BRIEF:
The answer should be an exact copy of the lines from the line with "The locator SHOULD return, for each instance of the stack" through the last line of the entries, and no other lines.

Stored data entries
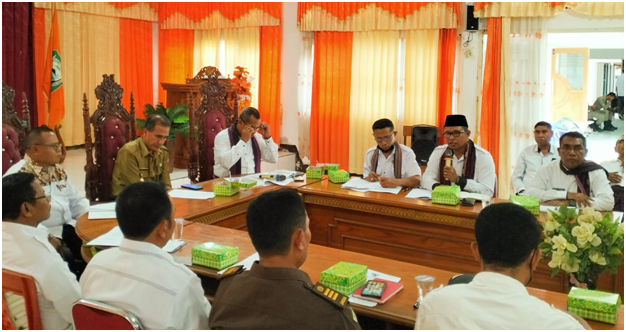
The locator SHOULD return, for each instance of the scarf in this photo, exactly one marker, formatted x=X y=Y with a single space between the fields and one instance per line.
x=233 y=135
x=582 y=175
x=469 y=163
x=397 y=160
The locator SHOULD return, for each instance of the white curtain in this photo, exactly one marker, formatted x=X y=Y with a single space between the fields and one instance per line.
x=305 y=90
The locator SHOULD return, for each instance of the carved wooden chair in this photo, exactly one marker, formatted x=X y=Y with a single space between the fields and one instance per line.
x=113 y=127
x=14 y=128
x=213 y=115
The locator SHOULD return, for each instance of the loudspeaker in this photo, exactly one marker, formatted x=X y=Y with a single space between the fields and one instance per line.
x=424 y=140
x=471 y=22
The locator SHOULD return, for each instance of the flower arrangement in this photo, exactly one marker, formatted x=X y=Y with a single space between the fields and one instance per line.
x=583 y=245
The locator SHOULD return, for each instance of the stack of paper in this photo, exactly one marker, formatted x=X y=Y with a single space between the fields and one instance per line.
x=102 y=211
x=361 y=185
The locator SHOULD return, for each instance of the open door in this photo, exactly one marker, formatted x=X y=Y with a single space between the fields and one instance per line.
x=569 y=83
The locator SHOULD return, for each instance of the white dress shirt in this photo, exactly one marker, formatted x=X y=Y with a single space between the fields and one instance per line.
x=67 y=205
x=26 y=250
x=492 y=301
x=529 y=162
x=146 y=281
x=551 y=183
x=386 y=165
x=226 y=156
x=484 y=181
x=614 y=166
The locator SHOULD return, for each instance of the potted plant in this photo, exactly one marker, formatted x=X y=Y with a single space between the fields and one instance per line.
x=178 y=118
x=583 y=245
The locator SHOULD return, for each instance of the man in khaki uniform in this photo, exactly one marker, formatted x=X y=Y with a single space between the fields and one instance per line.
x=146 y=158
x=275 y=294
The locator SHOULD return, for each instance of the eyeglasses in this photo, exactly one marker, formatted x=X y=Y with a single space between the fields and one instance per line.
x=455 y=133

REPLY:
The locator SHOULD return, for each instance of the stack of paper in this photo, exactly one marker, formatted x=X y=Y with a single space between the fields and one instance per line.
x=102 y=211
x=361 y=185
The locator SHOULD return, for each instance of the open door in this photo, exactly one marker, formatted x=X y=Y with a single space between the fields and one instance per line.
x=569 y=83
The locator SHOULD return, for each instance of the white dress shirt in this photo, exactly one marker, formatted x=X y=Y with a single space between the fields and one instance per line.
x=67 y=205
x=26 y=250
x=492 y=301
x=529 y=162
x=146 y=281
x=551 y=183
x=386 y=165
x=226 y=156
x=484 y=181
x=614 y=166
The locator SHOULD return, for each instance of the potted plant in this photo, exactly one marker, formatted x=X y=Y with a single space between the fields and one instance per line.
x=178 y=118
x=583 y=245
The locator SHOULD return, for each instance of the man in khaki uniform in this photo, exactly one marker, formatted x=X y=Y with a single space between the fields and one instance per line.
x=146 y=158
x=275 y=294
The locator SHOULD return, for each instance of the eyeglasses in this photo, exactly one marker, formatted x=X y=Y with a single space between the fields and one instance per line.
x=455 y=133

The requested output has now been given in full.